(Beginning of Passage to read)
Monday, September 26, 2016

Arnold Palmer

Arnold Palmer's reign as golf's undisputed champion was quite brief, lasting from his comeback win at the 1960 US Open, the event where he really became "Arnie" and the 1962 US Open he lost in a playoff to Jack Nicklaus. His reign as golf's most cherished legend never ended and never will, even in death.

After that '62 Open, Palmer was one of the Big Three along with Nicklaus and Gary Player. He never won a major after the 1964 Masters. By the end of the '60s, he was no longer a true contender in the majors. Nobody cared. He was Arnie forever, maybe not the golfer fans wanted to be (all golf fans play golf), but always the golfer they loved the most.

Don't get me wrong. Palmer was a great champion. He won seven majors, including back to back Open championships, a tournament he pretty much saved by rekindling American interest in it. But the overriding fact of Palmer's career, no life, was the enormous affection he generated among people who never met him.

What makes some athletes loved, while others, equally great, must make do with respect? Why is one boxer Muhammad Ali and another Joe Frazier, one outfielder Willie Mays and another Hank Aaron? Why was Arnie Arnie and Nicklaus, the golf's all time champ, Jack, given more reverence than true fondness?

Beats me. That question gets close to mysteries of human existence way, way above my pay grade. But I'll hazard a guess. The athletes who inspire the most love are the ones who best project love for what they do, who show exuberance on top of their excellence.
(End of Passage to read)
(Beginning of Source material)
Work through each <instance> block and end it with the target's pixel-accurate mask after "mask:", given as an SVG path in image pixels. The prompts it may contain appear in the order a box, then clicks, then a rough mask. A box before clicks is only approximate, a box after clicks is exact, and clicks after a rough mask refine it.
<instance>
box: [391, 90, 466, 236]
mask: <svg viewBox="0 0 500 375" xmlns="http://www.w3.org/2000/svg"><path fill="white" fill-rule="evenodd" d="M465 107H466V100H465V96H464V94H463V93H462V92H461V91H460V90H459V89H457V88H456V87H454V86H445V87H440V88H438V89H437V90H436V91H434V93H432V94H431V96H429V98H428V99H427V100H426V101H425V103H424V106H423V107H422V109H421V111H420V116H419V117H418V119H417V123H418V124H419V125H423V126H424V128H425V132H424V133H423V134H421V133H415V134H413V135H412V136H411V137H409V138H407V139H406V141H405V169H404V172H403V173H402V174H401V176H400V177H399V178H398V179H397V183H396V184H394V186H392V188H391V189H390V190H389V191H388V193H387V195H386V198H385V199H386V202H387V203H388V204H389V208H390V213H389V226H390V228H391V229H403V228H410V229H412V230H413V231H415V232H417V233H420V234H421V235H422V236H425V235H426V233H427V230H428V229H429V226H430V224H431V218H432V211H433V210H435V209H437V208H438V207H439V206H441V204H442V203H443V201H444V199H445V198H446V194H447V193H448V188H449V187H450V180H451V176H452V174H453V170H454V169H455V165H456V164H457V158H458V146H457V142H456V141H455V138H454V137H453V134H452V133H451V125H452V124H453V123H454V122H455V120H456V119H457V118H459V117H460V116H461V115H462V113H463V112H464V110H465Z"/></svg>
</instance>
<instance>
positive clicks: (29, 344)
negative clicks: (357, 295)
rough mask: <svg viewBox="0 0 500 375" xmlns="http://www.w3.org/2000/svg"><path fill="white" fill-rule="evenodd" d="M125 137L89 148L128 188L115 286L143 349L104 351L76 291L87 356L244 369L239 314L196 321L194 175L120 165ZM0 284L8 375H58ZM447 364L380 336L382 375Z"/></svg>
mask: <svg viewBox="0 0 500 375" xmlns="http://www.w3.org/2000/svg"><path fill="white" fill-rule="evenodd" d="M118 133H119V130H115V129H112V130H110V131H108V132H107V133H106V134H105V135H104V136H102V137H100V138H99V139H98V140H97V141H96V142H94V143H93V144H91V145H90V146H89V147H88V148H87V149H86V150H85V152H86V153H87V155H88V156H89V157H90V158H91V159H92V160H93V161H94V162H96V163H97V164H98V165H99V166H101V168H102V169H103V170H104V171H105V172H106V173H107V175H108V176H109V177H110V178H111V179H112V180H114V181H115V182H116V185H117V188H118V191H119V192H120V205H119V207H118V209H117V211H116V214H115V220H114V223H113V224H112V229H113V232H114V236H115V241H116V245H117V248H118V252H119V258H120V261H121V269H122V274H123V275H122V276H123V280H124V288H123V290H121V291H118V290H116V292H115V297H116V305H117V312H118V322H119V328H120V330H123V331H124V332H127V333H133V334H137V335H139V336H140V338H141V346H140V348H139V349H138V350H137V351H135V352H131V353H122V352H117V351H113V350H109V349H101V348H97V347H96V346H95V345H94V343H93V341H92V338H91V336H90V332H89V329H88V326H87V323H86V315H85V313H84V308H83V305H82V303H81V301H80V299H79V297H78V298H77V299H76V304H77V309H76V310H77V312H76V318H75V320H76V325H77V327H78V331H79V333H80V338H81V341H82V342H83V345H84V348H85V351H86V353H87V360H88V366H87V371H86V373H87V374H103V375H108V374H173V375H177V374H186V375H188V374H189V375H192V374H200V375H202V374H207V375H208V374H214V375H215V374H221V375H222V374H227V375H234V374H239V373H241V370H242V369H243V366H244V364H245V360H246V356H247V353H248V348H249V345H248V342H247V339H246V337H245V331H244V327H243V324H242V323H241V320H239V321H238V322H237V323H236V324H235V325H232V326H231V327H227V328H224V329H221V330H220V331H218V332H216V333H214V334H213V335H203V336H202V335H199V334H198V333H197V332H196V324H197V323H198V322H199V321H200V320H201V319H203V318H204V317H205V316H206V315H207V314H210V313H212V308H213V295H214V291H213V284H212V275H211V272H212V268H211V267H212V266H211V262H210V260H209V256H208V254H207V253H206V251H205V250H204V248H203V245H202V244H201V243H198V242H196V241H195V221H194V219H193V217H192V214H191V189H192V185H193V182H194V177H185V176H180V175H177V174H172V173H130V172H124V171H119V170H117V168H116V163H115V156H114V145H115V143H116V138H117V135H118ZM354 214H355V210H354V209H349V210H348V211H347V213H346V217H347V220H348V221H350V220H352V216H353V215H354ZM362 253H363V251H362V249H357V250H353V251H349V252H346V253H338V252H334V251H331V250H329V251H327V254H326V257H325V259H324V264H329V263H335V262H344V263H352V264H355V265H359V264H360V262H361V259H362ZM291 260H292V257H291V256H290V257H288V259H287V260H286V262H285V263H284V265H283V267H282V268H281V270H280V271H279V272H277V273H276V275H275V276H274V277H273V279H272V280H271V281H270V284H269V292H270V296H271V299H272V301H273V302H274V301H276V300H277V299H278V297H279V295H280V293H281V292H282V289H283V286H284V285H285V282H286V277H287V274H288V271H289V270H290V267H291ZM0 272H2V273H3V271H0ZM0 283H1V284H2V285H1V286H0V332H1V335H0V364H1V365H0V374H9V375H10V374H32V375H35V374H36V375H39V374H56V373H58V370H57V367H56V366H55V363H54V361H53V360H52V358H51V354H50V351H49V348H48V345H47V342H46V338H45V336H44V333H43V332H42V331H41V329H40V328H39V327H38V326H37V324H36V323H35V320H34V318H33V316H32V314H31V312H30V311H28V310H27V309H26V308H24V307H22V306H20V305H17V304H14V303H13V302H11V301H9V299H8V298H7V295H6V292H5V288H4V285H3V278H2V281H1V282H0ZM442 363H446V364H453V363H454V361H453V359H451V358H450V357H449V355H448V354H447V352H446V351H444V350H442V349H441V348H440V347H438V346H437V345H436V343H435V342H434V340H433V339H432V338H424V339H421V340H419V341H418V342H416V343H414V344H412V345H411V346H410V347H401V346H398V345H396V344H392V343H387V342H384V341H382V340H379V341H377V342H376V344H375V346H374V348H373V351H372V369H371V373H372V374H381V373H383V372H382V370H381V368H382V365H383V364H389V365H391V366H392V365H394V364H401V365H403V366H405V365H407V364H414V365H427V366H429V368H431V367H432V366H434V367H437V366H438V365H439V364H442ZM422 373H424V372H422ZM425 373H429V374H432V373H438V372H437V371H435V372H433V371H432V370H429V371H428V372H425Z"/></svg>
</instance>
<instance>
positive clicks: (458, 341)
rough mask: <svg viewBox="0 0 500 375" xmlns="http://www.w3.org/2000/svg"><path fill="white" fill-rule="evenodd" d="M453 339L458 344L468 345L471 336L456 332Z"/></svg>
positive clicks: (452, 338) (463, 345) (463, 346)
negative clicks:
(End of Source material)
● **Things to do**:
1. Translate this sentence from the Arnold Palmer piece into Spanish: "He never won a major after the 1964 Masters."
2. According to the Arnold Palmer piece, how many majors did Palmer win?
3. Reproduce everything in the Arnold Palmer piece from "What makes some" down to "of their excellence.".
The entries have nothing to do with what you're asked to do here.

● **Results for the exercise**:
1. Nunca ganó un grande después del Masters de 1964.

2. Seven.

3.
What makes some athletes loved, while others, equally great, must make do with respect? Why is one boxer Muhammad Ali and another Joe Frazier, one outfielder Willie Mays and another Hank Aaron? Why was Arnie Arnie and Nicklaus, the golf's all time champ, Jack, given more reverence than true fondness?

Beats me. That question gets close to mysteries of human existence way, way above my pay grade. But I'll hazard a guess. The athletes who inspire the most love are the ones who best project love for what they do, who show exuberance on top of their excellence.